------ INPUT MATERIAL ------
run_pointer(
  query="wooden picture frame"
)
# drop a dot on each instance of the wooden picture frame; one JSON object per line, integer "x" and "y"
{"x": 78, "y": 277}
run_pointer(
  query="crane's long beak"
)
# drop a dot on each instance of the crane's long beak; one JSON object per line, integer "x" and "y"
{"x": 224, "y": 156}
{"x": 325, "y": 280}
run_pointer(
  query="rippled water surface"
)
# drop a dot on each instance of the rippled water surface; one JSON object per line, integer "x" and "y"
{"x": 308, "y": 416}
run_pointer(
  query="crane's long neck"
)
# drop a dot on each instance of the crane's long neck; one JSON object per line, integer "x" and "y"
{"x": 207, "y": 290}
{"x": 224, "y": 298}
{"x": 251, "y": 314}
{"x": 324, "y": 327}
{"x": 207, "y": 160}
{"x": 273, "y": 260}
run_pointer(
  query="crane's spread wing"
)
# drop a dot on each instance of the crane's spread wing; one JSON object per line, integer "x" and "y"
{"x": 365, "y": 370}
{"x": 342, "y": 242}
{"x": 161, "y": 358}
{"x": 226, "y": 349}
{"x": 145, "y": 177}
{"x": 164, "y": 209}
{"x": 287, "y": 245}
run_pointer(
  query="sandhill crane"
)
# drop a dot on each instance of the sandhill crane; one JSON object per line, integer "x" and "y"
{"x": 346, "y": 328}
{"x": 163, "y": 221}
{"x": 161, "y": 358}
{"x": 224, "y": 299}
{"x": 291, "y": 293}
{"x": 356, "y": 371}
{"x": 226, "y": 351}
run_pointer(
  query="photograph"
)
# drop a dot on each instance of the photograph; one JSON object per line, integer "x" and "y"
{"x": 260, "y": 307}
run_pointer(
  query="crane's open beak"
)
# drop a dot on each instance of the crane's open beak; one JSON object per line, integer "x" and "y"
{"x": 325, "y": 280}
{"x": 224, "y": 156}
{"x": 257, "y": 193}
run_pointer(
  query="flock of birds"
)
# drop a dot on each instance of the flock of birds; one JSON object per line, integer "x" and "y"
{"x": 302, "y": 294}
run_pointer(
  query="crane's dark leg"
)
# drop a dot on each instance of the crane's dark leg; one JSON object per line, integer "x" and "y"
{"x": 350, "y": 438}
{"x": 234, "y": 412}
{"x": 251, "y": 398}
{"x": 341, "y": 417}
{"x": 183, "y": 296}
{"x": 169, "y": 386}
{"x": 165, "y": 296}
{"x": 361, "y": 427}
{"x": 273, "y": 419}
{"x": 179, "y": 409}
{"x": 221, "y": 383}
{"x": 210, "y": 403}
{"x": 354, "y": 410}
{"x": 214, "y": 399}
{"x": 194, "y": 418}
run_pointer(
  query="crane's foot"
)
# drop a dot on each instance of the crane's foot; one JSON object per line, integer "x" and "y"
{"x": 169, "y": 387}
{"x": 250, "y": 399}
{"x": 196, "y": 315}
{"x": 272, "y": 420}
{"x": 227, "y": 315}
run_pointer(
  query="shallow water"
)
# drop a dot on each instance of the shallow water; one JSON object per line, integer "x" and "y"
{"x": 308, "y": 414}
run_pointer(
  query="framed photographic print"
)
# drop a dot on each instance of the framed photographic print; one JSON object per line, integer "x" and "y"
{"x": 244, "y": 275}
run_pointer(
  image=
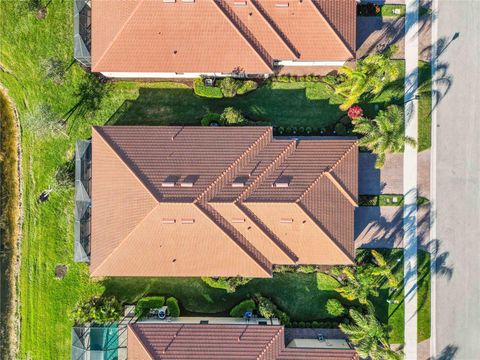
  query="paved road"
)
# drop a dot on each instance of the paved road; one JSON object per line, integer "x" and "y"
{"x": 456, "y": 303}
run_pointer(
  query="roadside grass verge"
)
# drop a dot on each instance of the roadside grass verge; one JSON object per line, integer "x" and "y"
{"x": 10, "y": 219}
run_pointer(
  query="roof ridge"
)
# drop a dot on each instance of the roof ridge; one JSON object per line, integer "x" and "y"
{"x": 236, "y": 237}
{"x": 232, "y": 165}
{"x": 92, "y": 273}
{"x": 329, "y": 170}
{"x": 268, "y": 168}
{"x": 115, "y": 149}
{"x": 276, "y": 29}
{"x": 332, "y": 27}
{"x": 140, "y": 341}
{"x": 119, "y": 31}
{"x": 325, "y": 231}
{"x": 245, "y": 32}
{"x": 266, "y": 230}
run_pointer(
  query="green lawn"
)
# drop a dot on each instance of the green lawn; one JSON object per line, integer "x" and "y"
{"x": 48, "y": 228}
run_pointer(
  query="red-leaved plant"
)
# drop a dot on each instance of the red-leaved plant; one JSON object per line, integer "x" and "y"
{"x": 355, "y": 112}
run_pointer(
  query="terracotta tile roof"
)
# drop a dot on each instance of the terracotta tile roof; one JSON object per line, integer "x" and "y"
{"x": 167, "y": 198}
{"x": 156, "y": 341}
{"x": 212, "y": 35}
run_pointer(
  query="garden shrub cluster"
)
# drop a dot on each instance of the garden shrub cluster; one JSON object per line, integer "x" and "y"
{"x": 97, "y": 310}
{"x": 227, "y": 87}
{"x": 240, "y": 309}
{"x": 229, "y": 284}
{"x": 173, "y": 307}
{"x": 206, "y": 91}
{"x": 293, "y": 78}
{"x": 145, "y": 304}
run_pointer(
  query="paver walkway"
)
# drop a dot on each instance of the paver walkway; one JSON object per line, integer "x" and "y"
{"x": 410, "y": 179}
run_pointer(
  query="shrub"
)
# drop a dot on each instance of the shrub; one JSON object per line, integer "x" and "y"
{"x": 247, "y": 86}
{"x": 210, "y": 118}
{"x": 145, "y": 304}
{"x": 340, "y": 129}
{"x": 334, "y": 307}
{"x": 355, "y": 112}
{"x": 200, "y": 89}
{"x": 307, "y": 269}
{"x": 240, "y": 309}
{"x": 54, "y": 70}
{"x": 231, "y": 116}
{"x": 97, "y": 310}
{"x": 229, "y": 284}
{"x": 266, "y": 308}
{"x": 173, "y": 308}
{"x": 230, "y": 86}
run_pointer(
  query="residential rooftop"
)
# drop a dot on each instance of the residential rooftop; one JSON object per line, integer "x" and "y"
{"x": 218, "y": 201}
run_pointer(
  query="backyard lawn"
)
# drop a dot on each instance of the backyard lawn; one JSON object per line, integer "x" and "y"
{"x": 46, "y": 302}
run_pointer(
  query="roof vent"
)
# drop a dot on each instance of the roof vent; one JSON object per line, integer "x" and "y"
{"x": 238, "y": 220}
{"x": 170, "y": 181}
{"x": 240, "y": 181}
{"x": 283, "y": 181}
{"x": 189, "y": 181}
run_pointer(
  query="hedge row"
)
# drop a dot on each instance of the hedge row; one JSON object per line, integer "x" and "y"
{"x": 293, "y": 78}
{"x": 240, "y": 309}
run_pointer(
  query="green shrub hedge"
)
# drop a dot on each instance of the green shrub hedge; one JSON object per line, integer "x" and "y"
{"x": 145, "y": 304}
{"x": 240, "y": 309}
{"x": 247, "y": 86}
{"x": 206, "y": 91}
{"x": 173, "y": 308}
------
**EXERCISE DETAILS:**
When restating the records word for word, omit any picture they contain.

**RESPONSE AREA:**
run_pointer(
  query="wooden picture frame"
)
# drop a dot on each instance of the wooden picture frame; one JSON object per line, integer "x" and "y"
{"x": 78, "y": 277}
run_pointer(
  query="crane's long beak"
)
# drop a dot on each instance of the crane's long beak; one JSON object per line, integer "x" and "y"
{"x": 224, "y": 156}
{"x": 325, "y": 280}
run_pointer(
  query="rippled water surface"
)
# drop a dot on each instance of the rippled water surface; one JSON object per line, integer "x" and "y"
{"x": 308, "y": 416}
run_pointer(
  query="crane's long neck"
)
# drop a dot on each instance of the crane's long neck; one JSON object per line, integer "x" and "y"
{"x": 207, "y": 290}
{"x": 224, "y": 298}
{"x": 251, "y": 314}
{"x": 324, "y": 327}
{"x": 207, "y": 160}
{"x": 273, "y": 260}
run_pointer(
  query="crane's spread wing"
)
# drop a dot on each instance of the crane's spread wing; one JSON object per line, integer "x" and "y"
{"x": 365, "y": 370}
{"x": 342, "y": 242}
{"x": 161, "y": 358}
{"x": 226, "y": 349}
{"x": 145, "y": 177}
{"x": 164, "y": 209}
{"x": 287, "y": 245}
run_pointer(
  query="sandhill crane"
)
# drop a dot on each instance of the sandhill crane; one JSON object per line, integer "x" and "y"
{"x": 346, "y": 328}
{"x": 163, "y": 221}
{"x": 161, "y": 358}
{"x": 224, "y": 299}
{"x": 291, "y": 293}
{"x": 356, "y": 371}
{"x": 226, "y": 351}
run_pointer(
  query="photograph"
)
# drop a dot on each instance of the photograph; one JSON object per line, integer "x" and "y"
{"x": 260, "y": 307}
run_pointer(
  query="crane's open beak"
)
# drop a dot on each instance of the crane's open beak; one JSON object per line, integer "x" and "y"
{"x": 325, "y": 280}
{"x": 224, "y": 156}
{"x": 257, "y": 193}
run_pointer(
  query="flock of birds"
)
# drop a dot on each instance of the flock of birds; one JSON object per line, integer "x" and "y"
{"x": 302, "y": 294}
run_pointer(
  query="crane's dark leg"
)
# drop a dot on each instance of the crane's dark leg; one JSON object per line, integer "x" and "y"
{"x": 350, "y": 438}
{"x": 234, "y": 412}
{"x": 251, "y": 398}
{"x": 341, "y": 417}
{"x": 183, "y": 296}
{"x": 169, "y": 386}
{"x": 165, "y": 296}
{"x": 361, "y": 427}
{"x": 273, "y": 419}
{"x": 179, "y": 409}
{"x": 221, "y": 383}
{"x": 210, "y": 403}
{"x": 354, "y": 410}
{"x": 214, "y": 399}
{"x": 194, "y": 418}
run_pointer(
  query="crane's foot"
)
# drop a dot on each instance of the crane's foot; one JSON object per line, integer "x" and "y"
{"x": 169, "y": 387}
{"x": 250, "y": 399}
{"x": 196, "y": 315}
{"x": 272, "y": 420}
{"x": 227, "y": 315}
run_pointer(
  query="shallow water"
)
# drop a dot on each instance of the shallow water; one JSON object per line, integer "x" and "y"
{"x": 308, "y": 414}
run_pointer(
  query="framed photographic print"
)
# drop a dot on each instance of the framed photographic print; one JSON object per line, integer "x" and "y"
{"x": 244, "y": 275}
run_pointer(
  image=
  query="paved road"
)
# drop a dot on each instance of the paved road; one JSON object per line, integer "x" and "y"
{"x": 456, "y": 303}
run_pointer(
  query="roadside grass verge"
)
# drop a dot on each instance of the roadside grass verge; one JSON object per line, integer "x" and "y"
{"x": 10, "y": 219}
run_pointer(
  query="roof ridge"
)
# drop a dot on each instance of the roof ridge; one JSON object per line, integer "x" and "y"
{"x": 236, "y": 237}
{"x": 232, "y": 165}
{"x": 92, "y": 273}
{"x": 329, "y": 170}
{"x": 268, "y": 168}
{"x": 115, "y": 149}
{"x": 276, "y": 29}
{"x": 332, "y": 27}
{"x": 140, "y": 341}
{"x": 119, "y": 31}
{"x": 325, "y": 231}
{"x": 245, "y": 32}
{"x": 266, "y": 230}
run_pointer(
  query="green lawn"
)
# drop a dot on each instance of the green lawn; one JSON object per line, integer "x" and "y"
{"x": 48, "y": 228}
run_pointer(
  query="red-leaved plant"
)
# drop a dot on each instance of the red-leaved plant; one JSON object per line, integer "x" and "y"
{"x": 355, "y": 112}
run_pointer(
  query="terracotta tile roof"
)
# drop a dot on each instance of the terracotta tile roof; one JSON object per line, integer "x" and "y"
{"x": 167, "y": 198}
{"x": 156, "y": 341}
{"x": 212, "y": 35}
run_pointer(
  query="garden shrub cluster"
)
# drop a dot on each instance of the garden shrub cluster; one JSON object per line, integer "x" and "y"
{"x": 97, "y": 310}
{"x": 227, "y": 87}
{"x": 240, "y": 309}
{"x": 229, "y": 284}
{"x": 173, "y": 307}
{"x": 206, "y": 91}
{"x": 293, "y": 78}
{"x": 145, "y": 304}
run_pointer(
  query="paver walkway"
)
# drop a dot on each instance of the paver walkway; one JSON object per line, integer "x" and "y"
{"x": 410, "y": 179}
run_pointer(
  query="shrub"
)
# drop a dot on each instance of the shrub; one JSON object per line, integer "x" and "y"
{"x": 247, "y": 86}
{"x": 210, "y": 118}
{"x": 145, "y": 304}
{"x": 340, "y": 129}
{"x": 334, "y": 307}
{"x": 355, "y": 112}
{"x": 200, "y": 89}
{"x": 307, "y": 269}
{"x": 240, "y": 309}
{"x": 54, "y": 70}
{"x": 231, "y": 116}
{"x": 97, "y": 310}
{"x": 229, "y": 284}
{"x": 266, "y": 308}
{"x": 173, "y": 308}
{"x": 230, "y": 86}
run_pointer(
  query="residential rooftop"
)
# drop a dot on each instance of the residential rooftop; one JSON object per line, integer "x" and "y"
{"x": 218, "y": 201}
run_pointer(
  query="backyard lawn"
)
# drop a dot on each instance of the backyard lawn; one JSON object per line, integer "x" and "y"
{"x": 46, "y": 302}
run_pointer(
  query="roof vent"
)
# drop a dot on each instance of the roof vent; one JSON object per line, integer "x" and "y"
{"x": 238, "y": 220}
{"x": 170, "y": 181}
{"x": 240, "y": 181}
{"x": 283, "y": 181}
{"x": 189, "y": 181}
run_pointer(
  query="hedge row"
)
# drop a dot on each instance of the hedge row; one JSON object per line, integer "x" and "y"
{"x": 293, "y": 78}
{"x": 240, "y": 309}
run_pointer(
  query="green shrub hedge"
)
# drop a dot on each instance of the green shrub hedge; one JSON object per line, integer "x" and "y"
{"x": 145, "y": 304}
{"x": 240, "y": 309}
{"x": 247, "y": 86}
{"x": 206, "y": 91}
{"x": 173, "y": 308}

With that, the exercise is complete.